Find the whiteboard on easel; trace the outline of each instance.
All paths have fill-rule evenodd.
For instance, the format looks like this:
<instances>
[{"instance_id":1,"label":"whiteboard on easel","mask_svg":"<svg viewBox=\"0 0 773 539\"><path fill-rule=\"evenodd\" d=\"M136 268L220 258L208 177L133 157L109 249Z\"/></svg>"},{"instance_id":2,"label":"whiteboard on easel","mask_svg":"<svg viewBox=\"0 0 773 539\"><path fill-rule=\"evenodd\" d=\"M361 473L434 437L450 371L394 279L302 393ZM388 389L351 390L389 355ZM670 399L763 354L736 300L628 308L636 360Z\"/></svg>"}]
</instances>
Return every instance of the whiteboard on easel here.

◆ **Directive**
Output the lines above verbatim.

◆ **Task response**
Find the whiteboard on easel; trace the outline of each instance.
All paths have fill-rule evenodd.
For instance, the format looks like this:
<instances>
[{"instance_id":1,"label":"whiteboard on easel","mask_svg":"<svg viewBox=\"0 0 773 539\"><path fill-rule=\"evenodd\" d=\"M136 268L220 258L208 177L133 157L109 249Z\"/></svg>"},{"instance_id":2,"label":"whiteboard on easel","mask_svg":"<svg viewBox=\"0 0 773 539\"><path fill-rule=\"evenodd\" d=\"M361 473L434 437L450 371L394 279L302 393ZM388 389L351 390L389 355ZM670 399L763 354L736 300L628 308L636 360Z\"/></svg>"}]
</instances>
Return every instance of the whiteboard on easel here.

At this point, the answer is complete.